Exercise description:
Could you reproduce each of the items below word for word, leaving nothing out and changing nothing?

[Begin Listed records]

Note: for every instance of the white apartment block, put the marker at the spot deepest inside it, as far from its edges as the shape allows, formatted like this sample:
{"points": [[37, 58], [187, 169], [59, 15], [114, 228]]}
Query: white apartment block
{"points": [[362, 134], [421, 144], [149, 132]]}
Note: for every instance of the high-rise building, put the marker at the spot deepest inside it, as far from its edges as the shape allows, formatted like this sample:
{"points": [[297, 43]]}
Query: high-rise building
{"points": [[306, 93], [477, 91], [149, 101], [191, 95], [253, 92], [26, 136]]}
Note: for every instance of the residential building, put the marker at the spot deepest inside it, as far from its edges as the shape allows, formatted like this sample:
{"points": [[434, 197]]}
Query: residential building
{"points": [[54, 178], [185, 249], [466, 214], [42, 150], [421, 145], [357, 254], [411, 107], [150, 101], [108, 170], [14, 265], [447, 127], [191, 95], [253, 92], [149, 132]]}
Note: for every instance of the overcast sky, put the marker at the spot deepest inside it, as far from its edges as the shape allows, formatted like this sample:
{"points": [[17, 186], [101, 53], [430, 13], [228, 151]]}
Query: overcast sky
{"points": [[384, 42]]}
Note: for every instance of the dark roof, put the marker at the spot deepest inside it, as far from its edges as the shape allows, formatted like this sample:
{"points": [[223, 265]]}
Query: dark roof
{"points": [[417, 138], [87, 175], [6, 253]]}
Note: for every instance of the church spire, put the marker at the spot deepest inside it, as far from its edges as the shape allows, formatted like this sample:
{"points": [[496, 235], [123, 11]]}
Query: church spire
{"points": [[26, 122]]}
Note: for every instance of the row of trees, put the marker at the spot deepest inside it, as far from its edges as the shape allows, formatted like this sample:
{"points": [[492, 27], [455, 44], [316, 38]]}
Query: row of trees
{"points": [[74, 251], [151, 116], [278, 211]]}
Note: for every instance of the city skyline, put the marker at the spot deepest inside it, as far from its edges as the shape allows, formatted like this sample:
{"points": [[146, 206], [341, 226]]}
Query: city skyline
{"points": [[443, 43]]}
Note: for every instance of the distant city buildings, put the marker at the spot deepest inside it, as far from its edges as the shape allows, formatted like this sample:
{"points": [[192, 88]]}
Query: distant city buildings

[End Listed records]

Task solution:
Note: for every instance of the white apartment block, put the marker at the spot deepest inside it, as far from its edges as the shape allows, formatted like this sample:
{"points": [[37, 58], [187, 169], [59, 15], [114, 228]]}
Query: white apartment block
{"points": [[362, 134], [421, 144], [149, 132]]}
Note: for every instance of the high-rise building, put the marker at the spot deepest inside it, as far from its edges as the shape allows, formatted like this sample:
{"points": [[297, 43]]}
Query: high-rise building
{"points": [[306, 93], [477, 91], [149, 101], [191, 95], [253, 92], [26, 136]]}
Note: for every instance of the residential building, put the marker at the spot deepest inside it, as far from its edges as the shape allows, formatted like this sample:
{"points": [[434, 197]]}
Query: residential building
{"points": [[54, 178], [185, 249], [466, 214], [42, 150], [421, 145], [357, 254], [411, 107], [150, 101], [108, 170], [14, 265], [447, 127], [191, 95], [253, 92], [149, 132]]}
Note: for every instance of the overcast sky, put the marker at the spot deepest inside it, as far from its edges as the shape allows, formatted like this sample:
{"points": [[17, 186], [101, 53], [430, 13], [228, 151]]}
Query: overcast sky
{"points": [[384, 42]]}
Note: for every instance of the dark roof, put the marker at the spot deepest inside it, as far from its edges as the shape allows, formatted like this sample:
{"points": [[223, 265]]}
Query: dark roof
{"points": [[417, 138], [87, 175], [6, 253]]}
Note: for every instance of the church spire, put the marker at the spot deepest inside it, as far from its edges as the shape allows, formatted like this sample:
{"points": [[496, 235], [123, 11]]}
Query: church spire
{"points": [[26, 122]]}
Note: for every instance of the row of trees, put the marker at the spot deepest inside it, as far from its edges as the shape allows, formatted like this sample:
{"points": [[492, 27], [455, 44], [316, 38]]}
Query: row of trees
{"points": [[74, 251], [151, 116], [278, 211]]}
Note: for every instance of the city skyline, put the marker at the spot deepest inside it, as far from its edges as the shape allows, formatted like this sample:
{"points": [[146, 206], [341, 226]]}
Query: city skyline
{"points": [[443, 43]]}
Note: for every instance of the distant city buildings, put the marker at the spot deepest inside it, as far from its edges as the shape allows, formatted like this sample:
{"points": [[192, 88]]}
Query: distant city buildings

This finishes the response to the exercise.